Excerpted records:
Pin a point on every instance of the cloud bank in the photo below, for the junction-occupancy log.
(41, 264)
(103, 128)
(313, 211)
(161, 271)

Description of the task:
Copy the listing above line for line, keeping every character the same.

Answer:
Pin a point on every instance of the cloud bank in the photo below, for the junction-occupancy log.
(41, 264)
(103, 128)
(313, 211)
(161, 271)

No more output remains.